- **WHAT IS NEEDED**
Set down the data below once more, precisely as it reads.

- **TASK MATERIAL**
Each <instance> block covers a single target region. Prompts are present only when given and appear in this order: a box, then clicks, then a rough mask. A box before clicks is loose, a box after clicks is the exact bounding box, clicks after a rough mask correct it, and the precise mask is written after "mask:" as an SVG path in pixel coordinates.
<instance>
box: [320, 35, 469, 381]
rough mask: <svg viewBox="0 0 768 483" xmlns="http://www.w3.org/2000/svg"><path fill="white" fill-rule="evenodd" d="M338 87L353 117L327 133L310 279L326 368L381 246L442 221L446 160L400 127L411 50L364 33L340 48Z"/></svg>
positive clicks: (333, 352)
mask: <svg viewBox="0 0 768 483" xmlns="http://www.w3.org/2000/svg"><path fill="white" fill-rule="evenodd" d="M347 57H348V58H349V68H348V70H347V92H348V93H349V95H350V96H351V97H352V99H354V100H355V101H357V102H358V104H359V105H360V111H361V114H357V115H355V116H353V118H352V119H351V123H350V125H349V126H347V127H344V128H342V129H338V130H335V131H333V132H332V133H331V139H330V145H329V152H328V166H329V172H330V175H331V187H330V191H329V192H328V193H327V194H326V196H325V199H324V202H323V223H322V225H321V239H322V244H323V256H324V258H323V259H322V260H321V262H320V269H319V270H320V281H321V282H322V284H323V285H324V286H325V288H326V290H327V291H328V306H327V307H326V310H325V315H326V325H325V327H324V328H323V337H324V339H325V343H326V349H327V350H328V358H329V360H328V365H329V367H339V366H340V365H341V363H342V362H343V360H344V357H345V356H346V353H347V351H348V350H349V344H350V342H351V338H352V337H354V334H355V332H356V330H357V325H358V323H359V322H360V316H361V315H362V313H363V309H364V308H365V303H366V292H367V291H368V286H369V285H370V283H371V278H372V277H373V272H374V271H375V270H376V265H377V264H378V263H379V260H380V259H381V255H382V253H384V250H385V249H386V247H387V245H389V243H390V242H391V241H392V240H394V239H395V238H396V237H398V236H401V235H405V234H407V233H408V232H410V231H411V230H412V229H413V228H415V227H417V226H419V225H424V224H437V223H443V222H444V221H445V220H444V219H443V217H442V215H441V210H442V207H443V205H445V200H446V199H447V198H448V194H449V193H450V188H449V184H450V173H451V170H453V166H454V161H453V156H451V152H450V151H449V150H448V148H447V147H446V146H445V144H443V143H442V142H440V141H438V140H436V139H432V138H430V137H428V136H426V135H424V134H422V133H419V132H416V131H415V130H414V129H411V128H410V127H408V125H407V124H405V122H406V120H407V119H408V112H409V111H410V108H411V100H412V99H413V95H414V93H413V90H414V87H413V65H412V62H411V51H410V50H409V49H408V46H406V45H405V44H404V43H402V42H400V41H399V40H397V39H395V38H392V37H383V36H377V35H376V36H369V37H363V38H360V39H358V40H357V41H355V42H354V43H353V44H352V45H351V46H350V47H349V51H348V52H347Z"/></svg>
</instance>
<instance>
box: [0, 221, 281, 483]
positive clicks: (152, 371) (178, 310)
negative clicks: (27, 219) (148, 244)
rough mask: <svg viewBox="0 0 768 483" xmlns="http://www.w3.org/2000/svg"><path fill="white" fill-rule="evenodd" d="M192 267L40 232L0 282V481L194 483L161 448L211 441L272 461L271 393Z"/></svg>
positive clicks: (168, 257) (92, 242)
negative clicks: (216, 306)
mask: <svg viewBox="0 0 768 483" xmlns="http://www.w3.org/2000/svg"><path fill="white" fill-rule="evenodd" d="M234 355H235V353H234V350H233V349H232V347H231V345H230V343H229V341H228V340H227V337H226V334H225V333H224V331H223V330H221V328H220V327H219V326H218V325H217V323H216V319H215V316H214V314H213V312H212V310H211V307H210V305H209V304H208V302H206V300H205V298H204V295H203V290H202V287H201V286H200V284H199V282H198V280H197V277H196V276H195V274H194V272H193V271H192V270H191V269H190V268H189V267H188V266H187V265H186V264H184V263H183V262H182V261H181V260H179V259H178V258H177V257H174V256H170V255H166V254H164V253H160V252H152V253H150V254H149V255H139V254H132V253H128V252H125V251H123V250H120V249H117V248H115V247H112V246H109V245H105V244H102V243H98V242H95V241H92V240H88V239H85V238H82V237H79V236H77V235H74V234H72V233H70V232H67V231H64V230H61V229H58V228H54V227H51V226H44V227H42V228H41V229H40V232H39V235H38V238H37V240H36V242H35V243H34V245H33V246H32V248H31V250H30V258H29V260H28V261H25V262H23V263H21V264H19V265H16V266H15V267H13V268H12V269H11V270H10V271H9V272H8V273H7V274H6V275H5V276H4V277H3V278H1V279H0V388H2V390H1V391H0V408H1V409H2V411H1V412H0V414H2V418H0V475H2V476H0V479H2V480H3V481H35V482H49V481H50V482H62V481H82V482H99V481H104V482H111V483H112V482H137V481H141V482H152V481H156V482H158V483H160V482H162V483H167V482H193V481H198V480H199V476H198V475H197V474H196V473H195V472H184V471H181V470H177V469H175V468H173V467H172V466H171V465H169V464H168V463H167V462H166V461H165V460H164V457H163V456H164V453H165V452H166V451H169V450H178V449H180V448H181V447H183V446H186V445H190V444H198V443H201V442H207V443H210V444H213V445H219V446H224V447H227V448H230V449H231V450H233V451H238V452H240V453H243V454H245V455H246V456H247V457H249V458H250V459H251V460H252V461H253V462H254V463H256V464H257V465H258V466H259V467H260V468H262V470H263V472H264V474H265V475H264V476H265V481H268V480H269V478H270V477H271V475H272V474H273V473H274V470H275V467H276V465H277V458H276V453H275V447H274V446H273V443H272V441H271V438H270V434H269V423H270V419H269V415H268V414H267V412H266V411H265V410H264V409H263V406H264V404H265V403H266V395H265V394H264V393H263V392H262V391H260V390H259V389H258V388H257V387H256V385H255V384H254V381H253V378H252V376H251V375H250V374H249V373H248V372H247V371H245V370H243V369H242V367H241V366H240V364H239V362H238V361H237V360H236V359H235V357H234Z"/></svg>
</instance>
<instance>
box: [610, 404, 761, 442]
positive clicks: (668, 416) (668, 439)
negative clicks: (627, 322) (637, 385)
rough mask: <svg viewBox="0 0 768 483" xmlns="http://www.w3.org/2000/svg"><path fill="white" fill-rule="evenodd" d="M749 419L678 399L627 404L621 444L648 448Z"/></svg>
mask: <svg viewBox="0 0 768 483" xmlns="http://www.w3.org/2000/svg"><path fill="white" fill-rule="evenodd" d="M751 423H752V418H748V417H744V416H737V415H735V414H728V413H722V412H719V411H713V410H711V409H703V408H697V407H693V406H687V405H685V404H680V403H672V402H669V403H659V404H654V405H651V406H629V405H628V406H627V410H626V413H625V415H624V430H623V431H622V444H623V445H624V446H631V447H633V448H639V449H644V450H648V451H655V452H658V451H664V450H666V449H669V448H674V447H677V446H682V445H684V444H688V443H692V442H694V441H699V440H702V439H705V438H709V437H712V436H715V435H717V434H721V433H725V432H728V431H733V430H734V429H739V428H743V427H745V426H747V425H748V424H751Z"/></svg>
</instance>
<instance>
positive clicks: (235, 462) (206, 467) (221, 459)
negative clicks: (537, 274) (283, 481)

- **THE COMPLETED TASK**
Each <instance> block covers a single target region. Prompts are present only when given and appear in this order: a box, then clicks, then a rough mask. A box before clicks is loose, a box after clicks is the exact bounding box, clicks after a rough mask correct it, and the precise mask is written after "mask:" as an SVG path in pixel coordinates.
<instance>
box: [320, 35, 469, 381]
rough mask: <svg viewBox="0 0 768 483" xmlns="http://www.w3.org/2000/svg"><path fill="white" fill-rule="evenodd" d="M338 87L353 117L327 133L310 279L326 368L381 246L442 221L446 160L400 127L411 50L364 33L340 48Z"/></svg>
positive clicks: (333, 352)
mask: <svg viewBox="0 0 768 483" xmlns="http://www.w3.org/2000/svg"><path fill="white" fill-rule="evenodd" d="M347 57H348V58H349V68H348V70H347V92H348V93H349V95H350V96H351V97H352V99H354V100H355V101H357V102H358V104H359V105H360V111H361V114H357V115H355V116H353V118H352V119H351V123H350V125H349V126H347V127H344V128H342V129H338V130H335V131H333V132H332V133H331V139H330V145H329V152H328V166H329V172H330V175H331V187H330V191H329V192H328V193H327V194H326V196H325V199H324V202H323V223H322V225H321V239H322V244H323V256H324V258H323V259H322V260H321V262H320V269H319V270H320V281H321V282H322V284H323V285H324V286H325V288H326V290H327V291H328V306H327V307H326V310H325V315H326V325H325V327H324V328H323V337H324V339H325V343H326V349H327V350H328V358H329V360H328V365H329V367H339V366H340V365H341V363H342V362H343V360H344V357H345V356H346V353H347V351H348V350H349V344H350V342H351V338H352V337H354V334H355V332H356V330H357V325H358V323H359V322H360V316H361V315H362V313H363V309H364V308H365V303H366V292H367V291H368V286H369V285H370V283H371V278H372V277H373V272H374V271H375V270H376V265H377V264H378V263H379V260H380V259H381V255H382V253H384V250H385V249H386V247H387V245H389V243H390V242H391V241H392V240H394V239H395V238H396V237H398V236H401V235H405V234H407V233H408V232H410V231H411V230H412V229H413V228H415V227H417V226H419V225H424V224H437V223H443V222H444V221H445V220H444V219H443V217H442V215H441V210H442V207H443V205H445V200H446V199H447V198H448V194H449V193H450V188H449V184H450V173H451V170H453V166H454V161H453V156H451V152H450V151H449V150H448V148H447V147H446V146H445V144H443V143H442V142H440V141H438V140H436V139H432V138H430V137H428V136H426V135H424V134H422V133H419V132H416V131H415V130H414V129H411V128H410V127H408V125H407V124H405V122H406V120H407V119H408V112H409V111H410V108H411V100H412V99H413V95H414V93H413V90H414V87H413V65H412V62H411V51H410V50H409V49H408V46H406V45H405V44H404V43H402V42H400V41H399V40H397V39H395V38H392V37H383V36H377V35H376V36H369V37H363V38H360V39H358V40H357V41H355V42H354V43H353V44H352V45H351V46H350V47H349V51H348V52H347Z"/></svg>
</instance>
<instance>
box: [0, 221, 281, 483]
positive clicks: (152, 371) (178, 310)
negative clicks: (27, 219) (148, 244)
rough mask: <svg viewBox="0 0 768 483" xmlns="http://www.w3.org/2000/svg"><path fill="white" fill-rule="evenodd" d="M192 267L40 232L0 282V481L194 483L161 448L211 441L272 461L271 393Z"/></svg>
positive clicks: (168, 257) (92, 242)
negative clicks: (216, 306)
mask: <svg viewBox="0 0 768 483" xmlns="http://www.w3.org/2000/svg"><path fill="white" fill-rule="evenodd" d="M234 355H235V353H234V350H233V349H232V347H231V345H230V343H229V341H228V340H227V337H226V334H225V333H224V331H223V330H221V328H220V327H219V326H218V325H217V323H216V319H215V316H214V314H213V312H212V310H211V307H210V305H209V304H208V302H206V300H205V298H204V295H203V290H202V287H201V286H200V284H199V282H198V280H197V277H196V276H195V274H194V272H193V271H192V270H191V269H190V268H189V267H188V266H187V265H186V264H184V263H183V262H182V261H181V260H179V259H178V258H177V257H174V256H170V255H166V254H164V253H160V252H152V253H150V254H149V255H139V254H132V253H128V252H125V251H123V250H120V249H117V248H115V247H112V246H109V245H105V244H102V243H98V242H95V241H92V240H88V239H85V238H82V237H79V236H77V235H74V234H72V233H70V232H67V231H64V230H61V229H58V228H54V227H51V226H44V227H42V228H41V229H40V232H39V235H38V238H37V240H36V242H35V243H34V245H33V246H32V248H31V250H30V258H29V260H28V261H25V262H23V263H21V264H19V265H16V266H15V267H13V268H12V269H11V270H10V271H9V272H8V273H7V274H6V275H5V276H4V277H3V278H1V279H0V388H2V390H1V391H0V408H1V409H2V411H1V412H0V414H2V418H0V475H2V476H0V479H2V480H3V481H35V482H49V481H50V482H62V481H82V482H99V481H104V482H111V483H112V482H137V481H141V482H152V481H156V482H158V483H160V482H162V483H167V482H193V481H198V480H199V476H198V475H197V474H196V473H195V472H184V471H181V470H177V469H175V468H173V467H172V466H171V465H169V464H168V463H167V462H166V461H165V460H164V457H163V456H164V453H165V452H166V451H169V450H178V449H180V448H181V447H183V446H186V445H190V444H198V443H201V442H207V443H210V444H213V445H219V446H224V447H227V448H230V449H231V450H233V451H238V452H240V453H243V454H245V455H246V456H247V457H249V458H250V459H251V460H252V461H253V462H254V463H256V464H257V465H258V466H259V467H260V468H262V470H263V472H264V474H265V475H264V476H265V481H268V480H269V478H270V477H271V475H272V474H273V473H274V470H275V467H276V465H277V458H276V453H275V447H274V446H273V443H272V441H271V438H270V434H269V423H270V419H269V415H268V414H267V412H266V411H265V410H264V409H263V406H264V404H265V403H266V395H265V394H264V393H263V392H262V391H260V390H259V389H258V388H257V387H256V385H255V384H254V381H253V378H252V376H251V375H250V374H249V373H248V372H247V371H245V370H243V369H242V367H241V366H240V364H239V362H238V361H237V360H236V359H235V357H234Z"/></svg>
</instance>
<instance>
box: [610, 404, 761, 442]
positive clicks: (668, 416) (668, 439)
negative clicks: (627, 322) (637, 385)
rough mask: <svg viewBox="0 0 768 483" xmlns="http://www.w3.org/2000/svg"><path fill="white" fill-rule="evenodd" d="M749 419L678 399L627 404L621 444L648 448Z"/></svg>
mask: <svg viewBox="0 0 768 483" xmlns="http://www.w3.org/2000/svg"><path fill="white" fill-rule="evenodd" d="M751 423H752V418H748V417H744V416H737V415H735V414H728V413H722V412H719V411H713V410H711V409H703V408H697V407H693V406H687V405H685V404H680V403H672V402H669V403H659V404H654V405H651V406H629V405H628V406H627V410H626V413H625V415H624V430H623V431H622V444H623V445H624V446H631V447H633V448H639V449H644V450H648V451H655V452H658V451H664V450H666V449H669V448H674V447H677V446H682V445H684V444H688V443H692V442H694V441H699V440H702V439H705V438H709V437H712V436H715V435H717V434H721V433H725V432H728V431H733V430H734V429H739V428H743V427H745V426H747V425H748V424H751Z"/></svg>
</instance>
<instance>
positive clicks: (235, 462) (206, 467) (221, 459)
negative clicks: (537, 274) (283, 481)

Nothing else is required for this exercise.